**WHAT THIS TASK INVOLVES**
Return, unchanged, the lines of the listing below from the one containing "Pick out every instance of the man's face" through the end of the listing, both ends included.

--*--

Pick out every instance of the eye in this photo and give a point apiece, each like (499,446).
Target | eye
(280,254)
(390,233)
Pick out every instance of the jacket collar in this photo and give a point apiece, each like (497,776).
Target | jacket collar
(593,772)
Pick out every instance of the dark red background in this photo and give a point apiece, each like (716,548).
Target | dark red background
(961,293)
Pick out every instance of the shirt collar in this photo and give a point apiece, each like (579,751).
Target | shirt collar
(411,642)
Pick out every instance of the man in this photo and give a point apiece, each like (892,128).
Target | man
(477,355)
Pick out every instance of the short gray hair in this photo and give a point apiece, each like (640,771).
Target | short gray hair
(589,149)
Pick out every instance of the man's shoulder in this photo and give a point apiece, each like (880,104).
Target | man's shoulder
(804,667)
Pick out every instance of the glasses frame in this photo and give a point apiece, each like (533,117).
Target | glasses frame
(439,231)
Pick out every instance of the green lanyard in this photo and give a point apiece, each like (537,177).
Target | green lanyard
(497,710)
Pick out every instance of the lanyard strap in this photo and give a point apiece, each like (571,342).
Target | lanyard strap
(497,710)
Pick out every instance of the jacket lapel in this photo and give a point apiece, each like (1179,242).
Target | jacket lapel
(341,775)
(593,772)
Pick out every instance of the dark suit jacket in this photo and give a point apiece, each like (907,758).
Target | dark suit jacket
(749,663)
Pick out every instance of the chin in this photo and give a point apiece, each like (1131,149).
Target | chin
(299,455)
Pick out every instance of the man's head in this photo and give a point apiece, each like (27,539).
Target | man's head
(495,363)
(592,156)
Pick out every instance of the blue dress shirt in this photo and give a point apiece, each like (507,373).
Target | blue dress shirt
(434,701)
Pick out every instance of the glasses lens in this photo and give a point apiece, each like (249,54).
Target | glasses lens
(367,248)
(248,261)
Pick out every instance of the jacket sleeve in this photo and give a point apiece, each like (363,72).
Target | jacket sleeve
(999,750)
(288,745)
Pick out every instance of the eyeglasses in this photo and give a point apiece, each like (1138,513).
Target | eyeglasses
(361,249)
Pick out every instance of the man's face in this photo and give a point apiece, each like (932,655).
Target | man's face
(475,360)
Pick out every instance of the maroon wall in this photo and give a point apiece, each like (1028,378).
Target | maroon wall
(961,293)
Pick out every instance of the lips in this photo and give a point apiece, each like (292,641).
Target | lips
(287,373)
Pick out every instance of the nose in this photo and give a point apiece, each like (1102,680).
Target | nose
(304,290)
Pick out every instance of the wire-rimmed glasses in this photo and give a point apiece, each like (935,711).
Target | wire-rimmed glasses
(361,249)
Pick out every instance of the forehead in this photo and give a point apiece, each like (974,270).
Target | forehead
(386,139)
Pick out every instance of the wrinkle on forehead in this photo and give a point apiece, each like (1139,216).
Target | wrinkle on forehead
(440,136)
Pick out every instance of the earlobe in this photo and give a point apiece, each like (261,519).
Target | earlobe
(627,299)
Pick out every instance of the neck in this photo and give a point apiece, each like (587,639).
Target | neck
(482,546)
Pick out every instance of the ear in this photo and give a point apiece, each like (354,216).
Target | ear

--*--

**IN RESPONSE**
Pick out every instance of the man's face in this photo and give a point apiece, each like (932,655).
Target | man's face
(475,360)
Pick out every instance of the maroon wall in this photo and give a point apiece, each like (1028,378).
Target | maroon wall
(961,293)
Pick out every instance of the lips in this photo and give a point apiece, each like (292,641).
Target | lips
(287,373)
Pick out every instance of the nose in this photo and give a point apiece, each like (1102,680).
Target | nose
(304,290)
Pick out every instance of the wire-rimmed glasses in this photo and give a point apiece, each like (935,711).
Target | wire-rimmed glasses
(361,249)
Pick out every instance of the forehead in this photo and give a point apiece, each like (974,270).
Target | forehead
(386,139)
Pick out every instance of the wrinkle on forehead in this photo and give a point apiece, each like (1139,216).
Target | wrinkle on forehead
(440,136)
Pick out every instance of the earlobe in this photo and give a point apiece, each like (261,519).
Target | earlobe
(627,299)
Pick out every instance of the neck in this photo and give a point apiece, each like (587,639).
Target | neck
(482,546)
Pick out every instance of the ear in this photo and give a point apiece, each like (354,216).
Target | ear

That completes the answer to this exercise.